REQUIRED ACTIONS:
• a. From the excerpt about viral hits, list every act named in its final paragraph as having had successes this year.
• b. Retype the excerpt about viral hits word for word, from "Its appeal was" to "their phone’s camera.".

Fueled by both the creativity of their fans and their now iconic YouTube clip for the video, the song quickly became an unabashed cultural phenomenon. Donald Glover celebrated his series Atlanta winning Best Comedy Series at the Golden Globes with a shoutout to the group—”not for being on the show, but for making ‘Bad and Boujee.’ Like, that’s the best song ever," the rapper-director said, adding backstage that he thought Migos were “the Beatles of this generation.” By then Migos’ total daily views had reached the high 5 million range, and the Jan. 27 release of their second album Culture sent that number above 9 million and helped the song vault up the YouTube Global Chart. “Bad and Boujee” has been played more than 525 million times since its Halloween 2016 release, and that number will only grow.
Fellow Atlanta hip-hop act Rae Sremmurd also found themselves at the center of the cultural zeitgeist this past year, with their smash hit "Black Beatles" taking off at nearly the same time as Migos’ explosion. While the song’s hazy video repurposes Fab Four-related iconography so that it’s more 405-appropriate, the track rose to new levels when it became associated with the Mannequin Challenge, a viral-video stunt where large groups of people hold still so that they resemble clothing-store fixtures. The spaced-out feel of “Black Beatles” fit perfectly with the frozen-in-time visual accompaniment, and the track soon became the meme’s de facto soundtrack.
Its appeal was so widespread that original Beatle Paul McCartney got in on the act—a true testament to how the song’s infectious appeal resulted in a movement that transcended genres and generations. Rae Sremmurd staged their own version of the Mannequin Challenge on Nov. 3; the song hit No. 1 on the Hot 100 on Nov. 14, racking up 20.8 million YouTube streams over the course of that chart week. While interest in the Mannequin Challenge peaked in mid-November, the track hung on to the top spot through the end of 2016, inspiring an ever-growing number of people to strike a pose and switch on their phone’s camera.
Taken together, the successes of Bruno Mars, Solange, Migos, and Rae Sremmurd this year all show how a single song can spark a movement—whether it involves dancing on the Las Vegas Strip, honoring pain with beauty, reveling in the power of a simple rhyme scheme, or standing completely still. These four songs brought people together in unexpected and thrilling ways, allowing listeners to join in movements that stretched all around the world.

DATASET CONTENT:
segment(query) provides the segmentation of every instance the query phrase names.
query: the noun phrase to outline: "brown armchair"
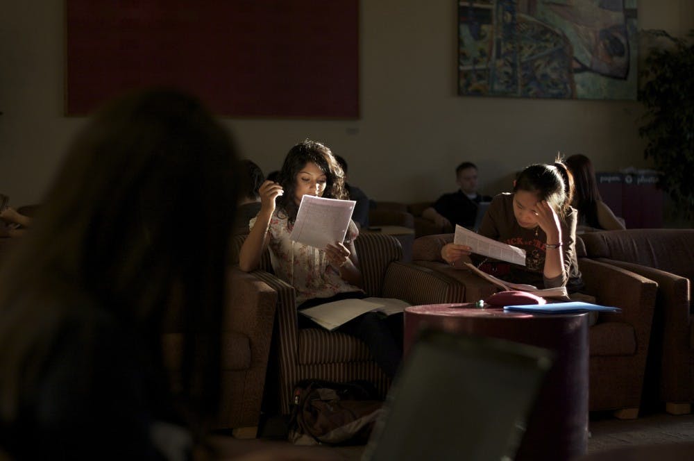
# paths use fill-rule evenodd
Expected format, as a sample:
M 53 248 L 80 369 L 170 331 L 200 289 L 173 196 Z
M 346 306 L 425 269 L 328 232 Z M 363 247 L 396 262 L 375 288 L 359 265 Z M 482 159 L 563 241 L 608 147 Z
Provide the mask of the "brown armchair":
M 234 237 L 235 254 L 238 254 L 244 239 L 244 235 Z M 369 296 L 398 298 L 413 305 L 444 302 L 455 296 L 450 290 L 457 287 L 439 274 L 400 261 L 402 248 L 392 236 L 364 233 L 355 240 L 355 246 Z M 302 379 L 367 380 L 384 395 L 390 381 L 364 343 L 340 333 L 298 328 L 294 289 L 272 274 L 269 255 L 263 255 L 260 268 L 250 274 L 272 287 L 278 296 L 273 342 L 278 369 L 270 370 L 268 374 L 278 381 L 280 412 L 289 412 L 294 387 Z
M 221 338 L 221 400 L 215 428 L 255 437 L 260 417 L 277 292 L 253 276 L 231 267 Z M 180 364 L 182 337 L 176 322 L 164 335 L 167 366 Z M 176 389 L 176 383 L 174 383 Z
M 694 403 L 694 229 L 627 229 L 582 235 L 591 258 L 658 283 L 644 403 L 672 414 Z
M 413 262 L 445 275 L 460 289 L 462 297 L 445 302 L 474 302 L 497 288 L 471 271 L 451 267 L 441 259 L 441 249 L 452 234 L 416 239 Z M 622 308 L 619 314 L 601 313 L 589 330 L 589 409 L 616 410 L 621 418 L 638 416 L 648 351 L 657 284 L 623 269 L 590 260 L 577 239 L 584 292 L 595 302 Z

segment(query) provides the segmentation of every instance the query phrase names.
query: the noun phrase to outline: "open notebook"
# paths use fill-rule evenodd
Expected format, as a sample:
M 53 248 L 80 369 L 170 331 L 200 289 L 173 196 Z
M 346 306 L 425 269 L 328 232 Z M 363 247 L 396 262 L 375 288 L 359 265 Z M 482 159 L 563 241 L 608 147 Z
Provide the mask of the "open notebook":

EXERCISE RESULTS:
• a. Bruno Mars, Solange, Migos, Rae Sremmurd

• b.
Its appeal was so widespread that original Beatle Paul McCartney got in on the act—a true testament to how the song’s infectious appeal resulted in a movement that transcended genres and generations. Rae Sremmurd staged their own version of the Mannequin Challenge on Nov. 3; the song hit No. 1 on the Hot 100 on Nov. 14, racking up 20.8 million YouTube streams over the course of that chart week. While interest in the Mannequin Challenge peaked in mid-November, the track hung on to the top spot through the end of 2016, inspiring an ever-growing number of people to strike a pose and switch on their phone’s camera.